(Segmentation mask data)
= = = = =

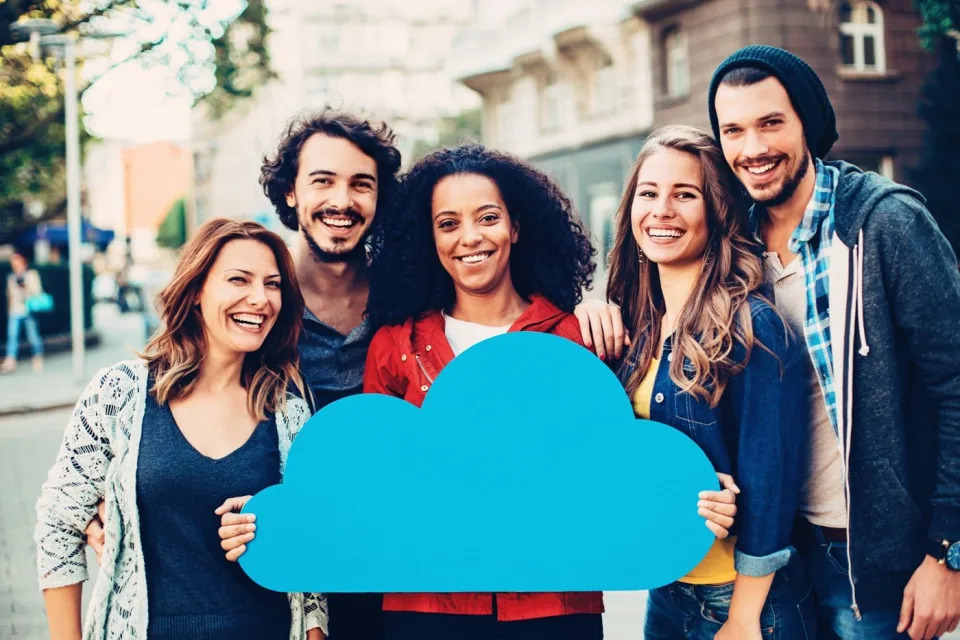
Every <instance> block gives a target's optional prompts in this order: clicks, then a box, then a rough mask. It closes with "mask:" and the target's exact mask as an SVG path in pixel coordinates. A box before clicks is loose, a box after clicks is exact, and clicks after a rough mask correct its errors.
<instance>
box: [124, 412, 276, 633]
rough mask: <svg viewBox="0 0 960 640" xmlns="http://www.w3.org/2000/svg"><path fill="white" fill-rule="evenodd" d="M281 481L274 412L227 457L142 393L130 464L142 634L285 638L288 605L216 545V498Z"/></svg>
mask: <svg viewBox="0 0 960 640" xmlns="http://www.w3.org/2000/svg"><path fill="white" fill-rule="evenodd" d="M279 482H280V449H279V444H278V440H277V430H276V426H275V424H274V420H273V419H272V417H271V418H269V419H267V420H264V421H263V422H261V423H260V424H258V425H257V426H256V428H255V429H254V431H253V434H252V435H251V436H250V438H249V439H248V440H247V441H246V442H245V443H244V444H243V445H241V446H240V447H239V448H238V449H236V450H234V451H233V452H231V453H230V454H228V455H227V456H225V457H223V458H220V459H213V458H208V457H207V456H205V455H203V454H201V453H200V452H199V451H197V450H196V449H195V448H194V447H193V445H191V444H190V443H189V442H188V441H187V439H186V438H185V437H184V436H183V433H182V432H181V431H180V428H179V427H178V426H177V423H176V420H175V419H174V417H173V413H171V411H170V408H169V407H168V406H160V405H158V404H157V401H156V400H155V399H154V397H153V396H152V395H151V394H148V397H147V404H146V407H145V410H144V415H143V434H142V436H141V440H140V460H139V464H138V467H137V509H138V512H139V514H140V537H141V541H142V545H143V559H144V564H145V571H146V580H147V606H148V612H149V614H148V615H149V618H148V621H147V637H148V638H150V639H157V640H160V639H167V638H170V639H173V638H176V639H177V640H194V639H196V640H200V639H201V638H203V639H208V638H215V639H217V638H231V639H236V638H251V639H254V638H286V637H288V636H289V634H290V608H289V604H288V601H287V596H286V594H284V593H277V592H274V591H269V590H267V589H264V588H263V587H260V586H259V585H257V584H256V583H254V582H253V581H252V580H250V578H248V577H247V575H246V574H245V573H243V570H241V568H240V565H239V564H237V563H236V562H229V561H228V560H227V559H226V558H225V557H224V551H223V549H221V548H220V538H219V535H218V533H217V529H218V528H219V526H220V517H219V516H218V515H216V514H215V513H214V510H215V509H216V508H217V507H218V506H220V504H222V503H223V501H224V499H226V498H229V497H232V496H243V495H253V494H254V493H257V492H258V491H260V490H261V489H264V488H266V487H269V486H271V485H274V484H278V483H279Z"/></svg>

= = = = =

Pictures aside, restate the entries word for word.

▶ **Answer space**:
Every <instance> block gives a target's optional prompts in this order: clicks, then a box, then a rough mask. It closes with "mask:" and the target's exact mask as an SVG path in pixel coordinates. A box before clicks is loose, a box after clicks is exact, and clicks after a rough mask correct its errors.
<instance>
box: [124, 412, 276, 633]
rough mask: <svg viewBox="0 0 960 640" xmlns="http://www.w3.org/2000/svg"><path fill="white" fill-rule="evenodd" d="M281 481L274 412L227 457L142 393L130 464L142 634L285 638L288 605L216 545V498Z"/></svg>
mask: <svg viewBox="0 0 960 640" xmlns="http://www.w3.org/2000/svg"><path fill="white" fill-rule="evenodd" d="M279 482H280V449H279V444H278V440H277V430H276V426H275V424H274V420H273V419H272V417H271V418H269V419H267V420H264V421H263V422H261V423H260V424H258V425H257V426H256V428H255V429H254V431H253V434H252V435H251V436H250V438H249V439H248V440H247V441H246V442H245V443H244V444H243V445H241V446H240V447H239V448H238V449H236V450H234V451H233V452H231V453H230V454H228V455H227V456H225V457H223V458H220V459H213V458H208V457H207V456H205V455H203V454H201V453H200V452H199V451H197V450H196V449H195V448H194V447H193V445H191V444H190V443H189V442H188V441H187V439H186V438H185V437H184V436H183V433H182V432H181V431H180V428H179V427H178V426H177V423H176V420H175V419H174V417H173V413H171V411H170V408H169V407H168V406H160V405H158V404H157V401H156V400H155V399H154V397H153V396H152V395H151V394H148V397H147V404H146V407H145V410H144V415H143V434H142V436H141V440H140V460H139V464H138V467H137V509H138V512H139V514H140V537H141V541H142V545H143V559H144V564H145V571H146V580H147V606H148V612H149V614H148V615H149V618H148V621H147V637H148V638H150V639H157V640H160V639H167V638H170V639H173V638H176V639H177V640H194V639H196V640H200V639H201V638H203V639H208V638H215V639H217V638H231V639H236V638H251V639H254V638H286V637H288V636H289V634H290V608H289V604H288V601H287V596H286V594H284V593H277V592H274V591H269V590H267V589H264V588H263V587H260V586H259V585H257V584H256V583H254V582H253V581H252V580H250V578H248V577H247V575H246V574H245V573H243V570H241V568H240V565H239V564H237V563H236V562H229V561H228V560H227V559H226V558H225V557H224V551H223V549H221V548H220V538H219V535H218V533H217V529H218V528H219V526H220V517H219V516H218V515H216V514H215V513H214V510H215V509H216V508H217V507H218V506H220V504H222V503H223V501H224V499H226V498H229V497H232V496H243V495H253V494H254V493H257V492H258V491H260V490H261V489H264V488H266V487H269V486H271V485H274V484H278V483H279Z"/></svg>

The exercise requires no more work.